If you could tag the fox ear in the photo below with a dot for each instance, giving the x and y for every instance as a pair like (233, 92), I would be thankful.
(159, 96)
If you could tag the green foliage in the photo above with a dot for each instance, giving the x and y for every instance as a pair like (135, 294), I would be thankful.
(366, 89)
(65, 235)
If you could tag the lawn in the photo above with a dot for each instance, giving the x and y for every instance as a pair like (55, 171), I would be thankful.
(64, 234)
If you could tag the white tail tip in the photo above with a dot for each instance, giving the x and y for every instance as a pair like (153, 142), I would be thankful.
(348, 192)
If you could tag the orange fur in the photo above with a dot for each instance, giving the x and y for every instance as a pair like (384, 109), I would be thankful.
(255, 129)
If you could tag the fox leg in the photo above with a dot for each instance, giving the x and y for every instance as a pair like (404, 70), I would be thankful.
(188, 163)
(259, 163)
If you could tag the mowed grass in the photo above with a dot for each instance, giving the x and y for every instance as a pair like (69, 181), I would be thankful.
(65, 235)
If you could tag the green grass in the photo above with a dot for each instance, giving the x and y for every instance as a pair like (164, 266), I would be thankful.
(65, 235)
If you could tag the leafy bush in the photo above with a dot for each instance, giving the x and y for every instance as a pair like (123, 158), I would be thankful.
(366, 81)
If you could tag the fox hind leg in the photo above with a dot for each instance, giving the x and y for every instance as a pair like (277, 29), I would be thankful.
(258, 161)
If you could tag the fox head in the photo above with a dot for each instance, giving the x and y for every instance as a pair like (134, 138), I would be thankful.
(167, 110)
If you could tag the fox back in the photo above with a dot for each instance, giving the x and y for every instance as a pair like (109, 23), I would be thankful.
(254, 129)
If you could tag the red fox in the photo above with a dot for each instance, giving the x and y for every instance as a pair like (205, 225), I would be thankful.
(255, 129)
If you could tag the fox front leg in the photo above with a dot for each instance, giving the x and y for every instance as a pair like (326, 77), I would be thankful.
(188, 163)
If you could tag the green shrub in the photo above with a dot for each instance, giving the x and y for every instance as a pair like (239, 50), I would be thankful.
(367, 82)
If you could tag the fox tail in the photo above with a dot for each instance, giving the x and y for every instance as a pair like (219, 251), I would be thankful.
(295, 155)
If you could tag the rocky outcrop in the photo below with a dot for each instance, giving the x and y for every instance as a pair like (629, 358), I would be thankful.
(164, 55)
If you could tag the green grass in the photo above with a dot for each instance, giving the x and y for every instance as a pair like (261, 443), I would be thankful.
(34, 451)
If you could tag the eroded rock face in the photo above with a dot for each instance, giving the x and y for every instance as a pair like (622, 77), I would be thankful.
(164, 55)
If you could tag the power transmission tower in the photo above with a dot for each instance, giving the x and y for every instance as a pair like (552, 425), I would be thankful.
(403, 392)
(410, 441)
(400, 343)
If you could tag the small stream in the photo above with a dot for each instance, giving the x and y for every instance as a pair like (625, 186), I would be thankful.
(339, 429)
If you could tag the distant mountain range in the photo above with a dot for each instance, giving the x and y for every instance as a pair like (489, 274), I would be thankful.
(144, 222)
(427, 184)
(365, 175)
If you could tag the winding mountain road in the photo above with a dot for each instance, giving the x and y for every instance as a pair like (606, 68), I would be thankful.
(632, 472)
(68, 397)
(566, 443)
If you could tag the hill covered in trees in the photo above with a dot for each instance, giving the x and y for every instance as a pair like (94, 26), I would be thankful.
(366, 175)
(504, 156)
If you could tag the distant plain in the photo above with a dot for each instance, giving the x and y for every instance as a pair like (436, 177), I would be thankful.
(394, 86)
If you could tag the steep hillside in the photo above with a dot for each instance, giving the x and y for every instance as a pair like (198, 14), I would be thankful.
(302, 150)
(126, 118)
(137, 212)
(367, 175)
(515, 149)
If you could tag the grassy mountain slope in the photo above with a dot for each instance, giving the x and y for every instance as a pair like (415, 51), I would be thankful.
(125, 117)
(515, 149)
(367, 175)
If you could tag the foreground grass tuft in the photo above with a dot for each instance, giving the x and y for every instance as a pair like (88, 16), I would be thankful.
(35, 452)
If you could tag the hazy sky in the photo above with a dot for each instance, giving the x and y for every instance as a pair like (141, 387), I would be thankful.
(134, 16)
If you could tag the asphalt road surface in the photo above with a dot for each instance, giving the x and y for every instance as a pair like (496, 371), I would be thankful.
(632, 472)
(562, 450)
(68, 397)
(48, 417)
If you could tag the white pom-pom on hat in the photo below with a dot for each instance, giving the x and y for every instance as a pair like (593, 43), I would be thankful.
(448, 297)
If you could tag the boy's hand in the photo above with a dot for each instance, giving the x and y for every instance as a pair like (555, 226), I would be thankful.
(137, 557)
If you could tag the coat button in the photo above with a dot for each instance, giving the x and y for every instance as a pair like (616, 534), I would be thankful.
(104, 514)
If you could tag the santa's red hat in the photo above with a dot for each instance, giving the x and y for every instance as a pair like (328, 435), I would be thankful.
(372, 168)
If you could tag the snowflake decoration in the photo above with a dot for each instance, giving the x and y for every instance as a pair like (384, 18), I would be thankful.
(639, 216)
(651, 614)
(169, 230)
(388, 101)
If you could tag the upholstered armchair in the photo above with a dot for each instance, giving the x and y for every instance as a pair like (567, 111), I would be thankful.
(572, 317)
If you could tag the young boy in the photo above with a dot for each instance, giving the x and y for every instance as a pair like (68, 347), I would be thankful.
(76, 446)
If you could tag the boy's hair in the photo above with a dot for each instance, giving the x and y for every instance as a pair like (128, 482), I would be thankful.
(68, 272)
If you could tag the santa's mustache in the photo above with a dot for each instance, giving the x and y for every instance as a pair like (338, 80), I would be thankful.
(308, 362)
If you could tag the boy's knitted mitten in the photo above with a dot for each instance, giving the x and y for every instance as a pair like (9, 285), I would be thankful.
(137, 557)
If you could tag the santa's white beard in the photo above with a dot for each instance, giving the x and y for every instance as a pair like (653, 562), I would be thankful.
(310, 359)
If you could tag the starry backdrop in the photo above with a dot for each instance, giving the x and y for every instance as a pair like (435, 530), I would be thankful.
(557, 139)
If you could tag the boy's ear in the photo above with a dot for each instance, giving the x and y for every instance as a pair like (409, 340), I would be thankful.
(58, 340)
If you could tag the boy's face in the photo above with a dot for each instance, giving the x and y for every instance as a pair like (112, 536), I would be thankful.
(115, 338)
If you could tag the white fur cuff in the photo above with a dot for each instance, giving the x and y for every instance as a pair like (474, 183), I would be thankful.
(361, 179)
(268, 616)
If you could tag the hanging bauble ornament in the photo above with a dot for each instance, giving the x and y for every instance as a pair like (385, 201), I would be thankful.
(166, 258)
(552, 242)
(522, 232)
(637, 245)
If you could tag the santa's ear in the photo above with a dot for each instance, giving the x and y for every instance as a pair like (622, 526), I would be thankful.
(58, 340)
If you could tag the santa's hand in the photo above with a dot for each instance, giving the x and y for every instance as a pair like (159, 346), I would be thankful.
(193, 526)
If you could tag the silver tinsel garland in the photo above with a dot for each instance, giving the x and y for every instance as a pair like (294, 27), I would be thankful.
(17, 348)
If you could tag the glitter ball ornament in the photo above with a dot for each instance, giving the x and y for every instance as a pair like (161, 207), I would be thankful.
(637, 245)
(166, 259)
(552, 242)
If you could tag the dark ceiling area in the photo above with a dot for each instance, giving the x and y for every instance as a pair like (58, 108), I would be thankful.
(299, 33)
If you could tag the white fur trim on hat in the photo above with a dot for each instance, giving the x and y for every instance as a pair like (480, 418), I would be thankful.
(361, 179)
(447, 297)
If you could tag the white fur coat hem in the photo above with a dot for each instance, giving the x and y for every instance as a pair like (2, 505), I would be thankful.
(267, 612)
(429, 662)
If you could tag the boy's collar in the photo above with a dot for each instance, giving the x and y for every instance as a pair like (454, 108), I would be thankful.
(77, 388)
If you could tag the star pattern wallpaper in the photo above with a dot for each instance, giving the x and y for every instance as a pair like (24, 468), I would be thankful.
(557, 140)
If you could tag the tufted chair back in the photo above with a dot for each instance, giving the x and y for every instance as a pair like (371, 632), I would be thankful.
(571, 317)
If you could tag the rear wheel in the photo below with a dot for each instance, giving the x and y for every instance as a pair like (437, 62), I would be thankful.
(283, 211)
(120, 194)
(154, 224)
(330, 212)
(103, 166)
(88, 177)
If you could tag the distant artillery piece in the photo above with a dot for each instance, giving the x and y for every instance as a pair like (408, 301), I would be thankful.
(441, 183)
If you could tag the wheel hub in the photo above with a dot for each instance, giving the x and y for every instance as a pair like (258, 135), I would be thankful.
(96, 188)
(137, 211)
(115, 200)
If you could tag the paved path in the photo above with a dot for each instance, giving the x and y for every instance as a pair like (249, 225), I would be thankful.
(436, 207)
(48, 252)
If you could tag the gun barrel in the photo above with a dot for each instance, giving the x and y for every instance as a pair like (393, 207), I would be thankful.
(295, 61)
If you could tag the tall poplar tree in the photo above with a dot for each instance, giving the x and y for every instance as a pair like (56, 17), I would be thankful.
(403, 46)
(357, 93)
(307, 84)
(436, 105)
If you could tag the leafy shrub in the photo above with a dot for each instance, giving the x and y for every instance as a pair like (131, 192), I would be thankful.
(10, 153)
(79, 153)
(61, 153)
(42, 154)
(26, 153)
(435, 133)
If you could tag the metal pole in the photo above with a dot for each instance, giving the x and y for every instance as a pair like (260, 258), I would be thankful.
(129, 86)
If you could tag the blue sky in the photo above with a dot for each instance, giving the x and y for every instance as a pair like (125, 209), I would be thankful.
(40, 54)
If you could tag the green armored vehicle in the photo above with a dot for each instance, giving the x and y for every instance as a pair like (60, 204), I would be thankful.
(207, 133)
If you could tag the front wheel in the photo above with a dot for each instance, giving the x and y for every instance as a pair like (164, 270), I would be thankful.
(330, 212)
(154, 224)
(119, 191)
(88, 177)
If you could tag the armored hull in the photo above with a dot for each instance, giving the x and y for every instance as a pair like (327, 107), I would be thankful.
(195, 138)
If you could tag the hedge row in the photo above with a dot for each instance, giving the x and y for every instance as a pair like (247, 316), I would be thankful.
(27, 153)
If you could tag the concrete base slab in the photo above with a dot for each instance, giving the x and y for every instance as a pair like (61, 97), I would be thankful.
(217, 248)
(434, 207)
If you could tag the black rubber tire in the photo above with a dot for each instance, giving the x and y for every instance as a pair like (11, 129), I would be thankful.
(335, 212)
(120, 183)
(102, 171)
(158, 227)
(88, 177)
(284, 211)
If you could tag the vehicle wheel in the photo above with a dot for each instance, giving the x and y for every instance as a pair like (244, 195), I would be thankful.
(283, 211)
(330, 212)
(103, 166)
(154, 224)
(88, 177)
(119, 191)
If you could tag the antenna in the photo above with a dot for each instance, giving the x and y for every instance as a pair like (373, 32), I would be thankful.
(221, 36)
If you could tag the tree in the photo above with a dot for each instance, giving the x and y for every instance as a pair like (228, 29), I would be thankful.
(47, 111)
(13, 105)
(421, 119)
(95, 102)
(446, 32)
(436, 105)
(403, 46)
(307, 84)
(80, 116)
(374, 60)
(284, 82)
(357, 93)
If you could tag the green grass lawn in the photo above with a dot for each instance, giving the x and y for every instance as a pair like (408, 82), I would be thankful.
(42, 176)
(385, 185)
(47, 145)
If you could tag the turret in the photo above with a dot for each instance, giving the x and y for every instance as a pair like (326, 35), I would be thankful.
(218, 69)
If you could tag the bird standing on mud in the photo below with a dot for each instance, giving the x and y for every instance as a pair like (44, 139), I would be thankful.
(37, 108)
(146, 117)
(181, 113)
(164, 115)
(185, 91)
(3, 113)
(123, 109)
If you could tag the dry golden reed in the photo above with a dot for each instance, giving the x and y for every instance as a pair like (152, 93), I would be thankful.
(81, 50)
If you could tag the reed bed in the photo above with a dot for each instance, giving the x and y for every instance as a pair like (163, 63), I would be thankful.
==========
[EXERCISE PROMPT]:
Set down, word for word, only the lines running from the line with "If you could tag the green grass lawn" to the last line of the listing above. Both of those lines belong in your answer.

[SOLUTION TO THE EXERCISE]:
If you could tag the green grass lawn in the photo above with a dot for each instance, giving the x and y for every instance as a pair like (408, 82), I would be thankful.
(42, 176)
(385, 185)
(47, 145)
If you could tag the turret in the photo above with a dot for each instance, giving the x and y for every instance as a pair like (326, 35), I would be thankful.
(218, 69)
If you could tag the bird standing on mud in the photo below with a dot for each instance, giving the x and y for every instance as a pair like (44, 139), I would be thankful.
(37, 108)
(146, 117)
(181, 113)
(164, 115)
(185, 91)
(3, 113)
(123, 109)
If you could tag the dry golden reed in the photo above with a dot for each instance, giving the x and y for every instance as a pair like (152, 93), I would be thankful.
(81, 50)
If you could tag the reed bed in the photo above with a dot for each instance, giving the x and y for every instance as a pair like (163, 63), I would be thankful.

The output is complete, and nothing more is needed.